**** Items

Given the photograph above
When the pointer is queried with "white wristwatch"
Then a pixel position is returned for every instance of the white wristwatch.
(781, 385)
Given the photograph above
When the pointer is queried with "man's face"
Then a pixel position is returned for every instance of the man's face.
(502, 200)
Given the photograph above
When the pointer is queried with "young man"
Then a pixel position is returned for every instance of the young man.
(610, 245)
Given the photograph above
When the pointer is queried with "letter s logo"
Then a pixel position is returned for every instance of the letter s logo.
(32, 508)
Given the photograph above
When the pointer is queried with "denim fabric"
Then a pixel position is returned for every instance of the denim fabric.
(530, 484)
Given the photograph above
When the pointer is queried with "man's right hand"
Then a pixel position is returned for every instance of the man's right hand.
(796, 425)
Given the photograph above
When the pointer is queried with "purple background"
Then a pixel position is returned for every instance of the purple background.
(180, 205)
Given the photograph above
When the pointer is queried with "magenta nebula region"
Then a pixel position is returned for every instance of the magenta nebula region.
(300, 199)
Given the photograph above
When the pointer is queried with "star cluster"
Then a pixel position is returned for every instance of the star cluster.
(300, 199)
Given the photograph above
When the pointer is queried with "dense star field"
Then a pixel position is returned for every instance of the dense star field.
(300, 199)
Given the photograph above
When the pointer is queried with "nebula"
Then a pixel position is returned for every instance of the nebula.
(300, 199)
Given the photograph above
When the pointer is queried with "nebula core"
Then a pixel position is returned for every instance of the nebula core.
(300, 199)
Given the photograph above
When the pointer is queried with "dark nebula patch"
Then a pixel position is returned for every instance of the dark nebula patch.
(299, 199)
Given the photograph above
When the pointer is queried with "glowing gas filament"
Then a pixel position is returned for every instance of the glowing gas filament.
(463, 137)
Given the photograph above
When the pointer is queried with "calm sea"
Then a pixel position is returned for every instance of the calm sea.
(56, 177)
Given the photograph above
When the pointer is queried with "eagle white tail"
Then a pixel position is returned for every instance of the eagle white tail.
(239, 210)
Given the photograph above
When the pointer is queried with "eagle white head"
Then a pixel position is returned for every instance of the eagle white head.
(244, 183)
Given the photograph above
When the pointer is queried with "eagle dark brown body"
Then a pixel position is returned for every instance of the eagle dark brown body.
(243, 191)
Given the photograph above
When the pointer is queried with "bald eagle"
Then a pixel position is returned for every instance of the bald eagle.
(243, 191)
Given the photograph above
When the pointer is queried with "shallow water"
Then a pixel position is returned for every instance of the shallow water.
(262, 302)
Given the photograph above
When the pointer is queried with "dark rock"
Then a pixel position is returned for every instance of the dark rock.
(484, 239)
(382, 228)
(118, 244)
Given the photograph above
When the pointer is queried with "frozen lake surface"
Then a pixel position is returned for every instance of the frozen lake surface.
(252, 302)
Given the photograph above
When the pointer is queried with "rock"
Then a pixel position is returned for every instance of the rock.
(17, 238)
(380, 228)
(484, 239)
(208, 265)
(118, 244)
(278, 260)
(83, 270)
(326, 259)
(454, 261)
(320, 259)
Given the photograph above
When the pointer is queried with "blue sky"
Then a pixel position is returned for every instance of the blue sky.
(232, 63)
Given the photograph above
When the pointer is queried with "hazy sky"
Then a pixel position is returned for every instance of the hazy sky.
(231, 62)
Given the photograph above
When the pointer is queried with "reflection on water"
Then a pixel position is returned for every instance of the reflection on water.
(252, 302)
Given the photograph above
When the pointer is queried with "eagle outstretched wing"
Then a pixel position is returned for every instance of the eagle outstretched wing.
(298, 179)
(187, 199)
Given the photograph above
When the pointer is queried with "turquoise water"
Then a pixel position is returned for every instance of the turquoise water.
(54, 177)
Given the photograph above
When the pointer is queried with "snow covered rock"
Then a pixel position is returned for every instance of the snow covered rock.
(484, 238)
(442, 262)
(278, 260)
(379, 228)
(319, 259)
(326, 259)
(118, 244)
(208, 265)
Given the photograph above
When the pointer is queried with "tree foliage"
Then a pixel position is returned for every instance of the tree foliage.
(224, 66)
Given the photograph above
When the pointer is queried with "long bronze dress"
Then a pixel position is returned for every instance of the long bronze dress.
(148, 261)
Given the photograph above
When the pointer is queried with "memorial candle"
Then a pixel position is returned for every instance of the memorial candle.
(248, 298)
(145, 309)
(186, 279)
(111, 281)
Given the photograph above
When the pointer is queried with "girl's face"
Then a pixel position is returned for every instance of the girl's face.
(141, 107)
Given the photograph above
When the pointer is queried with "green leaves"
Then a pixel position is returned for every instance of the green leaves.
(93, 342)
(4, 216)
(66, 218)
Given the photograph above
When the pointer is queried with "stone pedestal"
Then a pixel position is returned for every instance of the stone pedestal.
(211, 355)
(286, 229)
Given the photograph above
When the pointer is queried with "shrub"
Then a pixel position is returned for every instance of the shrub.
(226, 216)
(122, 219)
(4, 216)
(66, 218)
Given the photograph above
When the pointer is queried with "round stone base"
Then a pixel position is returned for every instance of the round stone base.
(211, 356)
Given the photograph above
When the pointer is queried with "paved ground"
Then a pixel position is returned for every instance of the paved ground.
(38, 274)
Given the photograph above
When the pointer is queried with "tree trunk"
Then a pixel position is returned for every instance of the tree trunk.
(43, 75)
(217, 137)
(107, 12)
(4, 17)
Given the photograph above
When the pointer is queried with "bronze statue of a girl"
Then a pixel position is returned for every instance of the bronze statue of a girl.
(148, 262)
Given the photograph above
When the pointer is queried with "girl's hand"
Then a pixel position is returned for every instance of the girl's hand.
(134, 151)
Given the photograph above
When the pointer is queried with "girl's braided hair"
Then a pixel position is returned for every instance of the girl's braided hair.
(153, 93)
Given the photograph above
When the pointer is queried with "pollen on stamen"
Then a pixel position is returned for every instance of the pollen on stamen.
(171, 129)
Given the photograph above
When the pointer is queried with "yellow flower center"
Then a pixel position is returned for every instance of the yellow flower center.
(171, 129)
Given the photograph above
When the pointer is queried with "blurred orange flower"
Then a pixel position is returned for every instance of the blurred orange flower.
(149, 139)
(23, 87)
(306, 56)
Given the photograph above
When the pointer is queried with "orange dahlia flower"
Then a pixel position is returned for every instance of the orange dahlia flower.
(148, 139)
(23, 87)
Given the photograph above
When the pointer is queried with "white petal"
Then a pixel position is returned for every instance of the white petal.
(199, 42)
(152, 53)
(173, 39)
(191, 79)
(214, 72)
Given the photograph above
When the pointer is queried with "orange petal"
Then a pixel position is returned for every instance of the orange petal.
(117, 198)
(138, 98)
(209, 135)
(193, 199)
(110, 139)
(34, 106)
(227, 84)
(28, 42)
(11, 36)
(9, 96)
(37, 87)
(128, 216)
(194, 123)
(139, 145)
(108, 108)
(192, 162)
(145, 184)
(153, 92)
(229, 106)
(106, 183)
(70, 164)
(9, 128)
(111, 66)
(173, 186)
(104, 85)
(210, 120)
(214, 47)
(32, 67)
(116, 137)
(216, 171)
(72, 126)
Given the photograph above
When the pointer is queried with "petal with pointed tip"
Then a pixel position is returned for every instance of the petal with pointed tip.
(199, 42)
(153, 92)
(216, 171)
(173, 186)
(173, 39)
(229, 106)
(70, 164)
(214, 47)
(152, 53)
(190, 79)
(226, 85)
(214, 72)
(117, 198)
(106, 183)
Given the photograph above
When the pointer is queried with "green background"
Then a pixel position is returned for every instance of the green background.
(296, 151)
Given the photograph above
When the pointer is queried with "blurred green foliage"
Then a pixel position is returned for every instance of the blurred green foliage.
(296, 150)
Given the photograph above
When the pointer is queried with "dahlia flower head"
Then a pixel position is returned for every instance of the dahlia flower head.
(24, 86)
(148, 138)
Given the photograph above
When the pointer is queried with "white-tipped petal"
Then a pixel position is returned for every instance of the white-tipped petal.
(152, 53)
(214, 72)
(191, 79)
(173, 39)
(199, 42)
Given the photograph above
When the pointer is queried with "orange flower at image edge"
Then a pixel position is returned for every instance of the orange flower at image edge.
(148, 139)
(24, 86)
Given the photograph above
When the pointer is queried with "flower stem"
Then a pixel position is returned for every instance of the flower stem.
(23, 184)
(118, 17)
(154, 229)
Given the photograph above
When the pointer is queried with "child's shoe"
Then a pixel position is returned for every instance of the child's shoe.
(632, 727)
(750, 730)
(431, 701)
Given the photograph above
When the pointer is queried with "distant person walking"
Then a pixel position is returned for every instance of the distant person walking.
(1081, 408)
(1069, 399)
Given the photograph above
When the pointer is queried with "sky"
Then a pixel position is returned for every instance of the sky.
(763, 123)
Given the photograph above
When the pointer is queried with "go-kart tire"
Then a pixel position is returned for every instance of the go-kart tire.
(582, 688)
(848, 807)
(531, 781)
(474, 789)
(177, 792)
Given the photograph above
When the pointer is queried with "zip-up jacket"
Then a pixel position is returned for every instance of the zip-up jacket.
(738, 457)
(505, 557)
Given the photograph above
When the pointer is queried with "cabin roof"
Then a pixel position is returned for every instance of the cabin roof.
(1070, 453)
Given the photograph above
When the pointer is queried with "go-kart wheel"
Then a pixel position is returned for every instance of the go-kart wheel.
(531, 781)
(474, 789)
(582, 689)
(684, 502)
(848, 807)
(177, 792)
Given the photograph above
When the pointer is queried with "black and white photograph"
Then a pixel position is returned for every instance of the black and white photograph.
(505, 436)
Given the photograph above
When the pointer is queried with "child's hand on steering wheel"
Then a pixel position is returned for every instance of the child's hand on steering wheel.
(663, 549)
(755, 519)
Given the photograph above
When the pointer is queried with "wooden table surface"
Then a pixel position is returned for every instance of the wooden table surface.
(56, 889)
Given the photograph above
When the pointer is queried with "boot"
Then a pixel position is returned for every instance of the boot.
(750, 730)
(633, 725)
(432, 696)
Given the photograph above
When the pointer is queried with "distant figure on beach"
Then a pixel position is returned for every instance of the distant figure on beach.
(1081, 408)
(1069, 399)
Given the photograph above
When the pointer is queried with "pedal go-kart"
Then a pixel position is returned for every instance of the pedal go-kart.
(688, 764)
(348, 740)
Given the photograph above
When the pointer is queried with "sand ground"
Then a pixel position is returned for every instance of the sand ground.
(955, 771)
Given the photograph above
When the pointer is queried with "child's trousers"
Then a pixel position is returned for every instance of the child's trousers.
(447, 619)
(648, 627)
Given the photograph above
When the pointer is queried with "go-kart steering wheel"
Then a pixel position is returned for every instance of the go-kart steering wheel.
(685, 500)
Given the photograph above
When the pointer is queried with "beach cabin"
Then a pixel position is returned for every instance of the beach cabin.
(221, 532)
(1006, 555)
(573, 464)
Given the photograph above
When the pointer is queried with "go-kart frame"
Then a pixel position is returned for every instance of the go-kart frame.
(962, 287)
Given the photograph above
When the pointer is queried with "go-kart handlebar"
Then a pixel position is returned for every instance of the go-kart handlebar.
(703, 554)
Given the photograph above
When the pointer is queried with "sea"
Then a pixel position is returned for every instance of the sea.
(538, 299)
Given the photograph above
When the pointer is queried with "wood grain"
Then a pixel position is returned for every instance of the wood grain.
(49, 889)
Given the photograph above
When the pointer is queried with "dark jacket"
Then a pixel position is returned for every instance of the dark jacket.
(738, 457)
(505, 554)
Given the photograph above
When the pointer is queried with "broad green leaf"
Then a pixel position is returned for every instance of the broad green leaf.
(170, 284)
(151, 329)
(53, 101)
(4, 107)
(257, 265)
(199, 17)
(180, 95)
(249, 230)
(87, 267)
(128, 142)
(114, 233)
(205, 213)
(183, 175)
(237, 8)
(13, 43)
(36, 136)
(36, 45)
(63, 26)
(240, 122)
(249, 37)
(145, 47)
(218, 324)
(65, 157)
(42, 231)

********

* [What needs to be done]
Gather each line of the rows above that contains the word "candle", and copy every such line in full.

* [Output for this exercise]
When the pointer is queried with "memorial candle"
Then a pixel position is returned for every instance of the memorial candle.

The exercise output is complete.